*Work instructions:* Scale the part of the records that opens with the line containing "Search for yellow building" and closes with the line containing "[271,287,322,332]". Write out only those lines, requests included, with every box coordinate in the answers multiplied by 1.4 and rounded to a whole number, halves going up.

*Supplied data:*
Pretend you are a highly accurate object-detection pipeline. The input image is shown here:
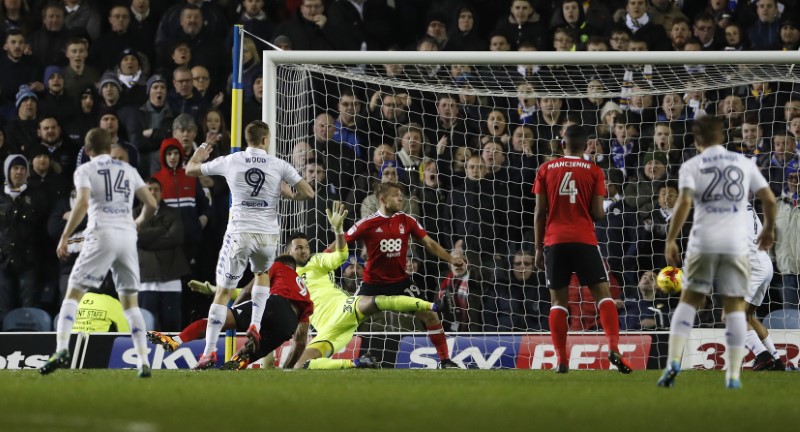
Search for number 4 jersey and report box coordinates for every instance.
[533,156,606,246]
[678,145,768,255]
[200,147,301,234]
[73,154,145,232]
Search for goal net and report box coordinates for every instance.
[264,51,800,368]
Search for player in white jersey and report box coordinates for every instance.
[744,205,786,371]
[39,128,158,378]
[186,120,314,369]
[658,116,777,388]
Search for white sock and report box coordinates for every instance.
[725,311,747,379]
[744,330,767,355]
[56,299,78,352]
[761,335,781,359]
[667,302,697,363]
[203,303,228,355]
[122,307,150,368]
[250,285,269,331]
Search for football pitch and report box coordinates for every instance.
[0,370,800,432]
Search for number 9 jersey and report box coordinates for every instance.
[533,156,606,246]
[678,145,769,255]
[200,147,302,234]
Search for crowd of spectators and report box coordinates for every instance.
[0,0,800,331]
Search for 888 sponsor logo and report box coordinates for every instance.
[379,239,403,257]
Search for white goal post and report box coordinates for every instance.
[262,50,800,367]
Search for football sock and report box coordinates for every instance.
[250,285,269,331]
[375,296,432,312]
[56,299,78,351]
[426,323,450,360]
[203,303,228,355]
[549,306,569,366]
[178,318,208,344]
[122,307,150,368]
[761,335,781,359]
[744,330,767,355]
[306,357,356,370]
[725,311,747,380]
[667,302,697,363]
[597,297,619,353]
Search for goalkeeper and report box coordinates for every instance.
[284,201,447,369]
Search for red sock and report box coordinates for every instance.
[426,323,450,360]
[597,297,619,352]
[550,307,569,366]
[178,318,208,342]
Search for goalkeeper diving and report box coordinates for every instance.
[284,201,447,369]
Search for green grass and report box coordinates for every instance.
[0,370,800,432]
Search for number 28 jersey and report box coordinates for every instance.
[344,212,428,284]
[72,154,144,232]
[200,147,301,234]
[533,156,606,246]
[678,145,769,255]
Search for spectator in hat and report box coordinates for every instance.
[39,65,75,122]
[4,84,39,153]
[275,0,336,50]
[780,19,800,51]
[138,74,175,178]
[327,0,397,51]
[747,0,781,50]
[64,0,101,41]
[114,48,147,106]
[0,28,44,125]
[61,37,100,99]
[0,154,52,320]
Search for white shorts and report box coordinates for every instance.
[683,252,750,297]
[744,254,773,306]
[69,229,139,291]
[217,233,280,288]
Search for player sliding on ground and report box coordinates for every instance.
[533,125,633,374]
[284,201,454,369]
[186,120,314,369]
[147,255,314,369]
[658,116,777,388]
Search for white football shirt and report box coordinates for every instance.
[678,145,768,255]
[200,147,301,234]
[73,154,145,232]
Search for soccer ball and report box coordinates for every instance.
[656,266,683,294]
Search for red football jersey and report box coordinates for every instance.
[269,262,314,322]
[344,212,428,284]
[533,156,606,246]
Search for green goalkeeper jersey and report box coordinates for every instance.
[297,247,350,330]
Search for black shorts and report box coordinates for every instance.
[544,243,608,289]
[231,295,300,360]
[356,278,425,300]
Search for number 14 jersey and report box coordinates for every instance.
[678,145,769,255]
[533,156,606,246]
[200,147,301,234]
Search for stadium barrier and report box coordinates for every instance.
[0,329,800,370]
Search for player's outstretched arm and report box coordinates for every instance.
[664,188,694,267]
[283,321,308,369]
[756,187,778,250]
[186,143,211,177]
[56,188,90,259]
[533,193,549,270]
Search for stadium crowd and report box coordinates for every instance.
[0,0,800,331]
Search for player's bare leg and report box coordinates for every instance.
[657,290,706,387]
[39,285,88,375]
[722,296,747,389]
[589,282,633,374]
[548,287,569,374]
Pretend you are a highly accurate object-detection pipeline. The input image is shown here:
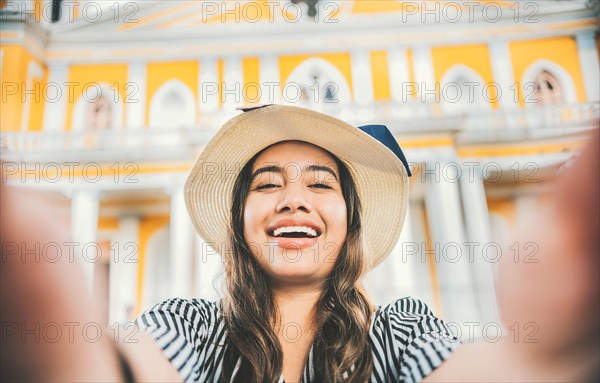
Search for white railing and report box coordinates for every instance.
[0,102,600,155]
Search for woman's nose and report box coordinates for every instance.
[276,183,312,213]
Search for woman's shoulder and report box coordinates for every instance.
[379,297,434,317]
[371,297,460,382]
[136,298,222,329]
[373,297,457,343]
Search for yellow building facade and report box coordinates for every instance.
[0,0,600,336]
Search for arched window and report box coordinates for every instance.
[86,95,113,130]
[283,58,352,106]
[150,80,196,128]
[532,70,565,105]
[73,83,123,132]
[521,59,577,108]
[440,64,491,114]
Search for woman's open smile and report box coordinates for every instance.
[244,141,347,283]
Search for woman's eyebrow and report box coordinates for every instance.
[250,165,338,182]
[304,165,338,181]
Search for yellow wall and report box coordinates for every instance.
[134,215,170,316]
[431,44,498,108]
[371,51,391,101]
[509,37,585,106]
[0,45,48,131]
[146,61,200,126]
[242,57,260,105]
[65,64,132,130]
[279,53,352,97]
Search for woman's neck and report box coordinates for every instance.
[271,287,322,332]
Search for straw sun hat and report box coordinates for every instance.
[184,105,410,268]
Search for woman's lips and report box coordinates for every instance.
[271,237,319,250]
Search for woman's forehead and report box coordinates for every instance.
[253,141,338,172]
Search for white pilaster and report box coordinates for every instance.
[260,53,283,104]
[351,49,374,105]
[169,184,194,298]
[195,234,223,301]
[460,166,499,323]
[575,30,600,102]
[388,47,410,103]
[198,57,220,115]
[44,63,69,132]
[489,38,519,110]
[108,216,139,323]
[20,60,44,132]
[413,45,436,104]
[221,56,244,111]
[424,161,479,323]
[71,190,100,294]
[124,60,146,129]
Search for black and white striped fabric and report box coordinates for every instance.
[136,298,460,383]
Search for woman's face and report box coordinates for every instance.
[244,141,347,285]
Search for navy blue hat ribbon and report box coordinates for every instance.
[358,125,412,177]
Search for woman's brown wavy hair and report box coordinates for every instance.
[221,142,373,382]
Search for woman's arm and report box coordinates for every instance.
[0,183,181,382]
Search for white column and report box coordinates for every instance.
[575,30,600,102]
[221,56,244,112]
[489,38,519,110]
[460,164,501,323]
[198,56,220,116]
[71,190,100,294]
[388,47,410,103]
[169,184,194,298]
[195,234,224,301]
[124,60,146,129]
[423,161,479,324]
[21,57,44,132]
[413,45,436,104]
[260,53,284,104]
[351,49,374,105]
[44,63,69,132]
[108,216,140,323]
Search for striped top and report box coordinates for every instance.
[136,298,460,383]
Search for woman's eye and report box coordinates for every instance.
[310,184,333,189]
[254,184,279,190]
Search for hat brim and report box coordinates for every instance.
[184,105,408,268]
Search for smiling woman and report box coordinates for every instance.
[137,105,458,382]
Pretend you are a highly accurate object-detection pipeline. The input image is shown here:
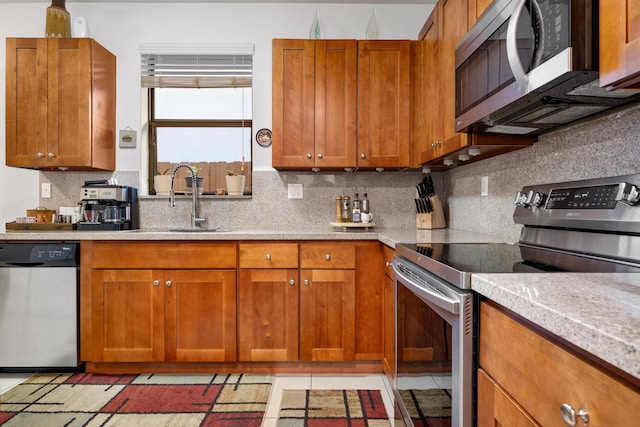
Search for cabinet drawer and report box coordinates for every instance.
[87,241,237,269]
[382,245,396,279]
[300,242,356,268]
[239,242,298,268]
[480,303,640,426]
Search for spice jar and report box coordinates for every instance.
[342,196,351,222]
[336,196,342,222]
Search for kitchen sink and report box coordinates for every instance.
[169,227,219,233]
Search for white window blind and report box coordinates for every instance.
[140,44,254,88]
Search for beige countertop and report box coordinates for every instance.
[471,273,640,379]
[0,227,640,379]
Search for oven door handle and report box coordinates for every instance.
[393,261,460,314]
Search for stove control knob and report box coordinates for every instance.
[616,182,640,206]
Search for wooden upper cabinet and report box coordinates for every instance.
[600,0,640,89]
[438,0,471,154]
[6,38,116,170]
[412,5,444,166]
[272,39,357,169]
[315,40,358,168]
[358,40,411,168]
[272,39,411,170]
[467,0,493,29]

*Exercise solution:*
Search for yellow building facade and report box coordinates for every instance.
[0,0,840,470]
Search for arched window and report box coordinates for every instance.
[120,133,158,182]
[396,81,493,148]
[210,112,274,179]
[745,98,791,147]
[102,116,172,185]
[729,83,808,151]
[616,90,687,160]
Search for woman's open smile and report box coordinates for every instance.
[342,197,486,396]
Search for woman's eyebrow and report box coordinates for every instance.
[350,231,473,255]
[426,231,473,253]
Search for yellow wall and report box coordinates for every instance.
[188,301,238,442]
[603,62,697,151]
[519,71,547,141]
[713,52,819,148]
[0,63,67,183]
[204,85,280,176]
[339,80,364,147]
[91,90,185,182]
[391,74,493,136]
Search for woman's neck and report box coordinates for every instance.
[379,402,451,465]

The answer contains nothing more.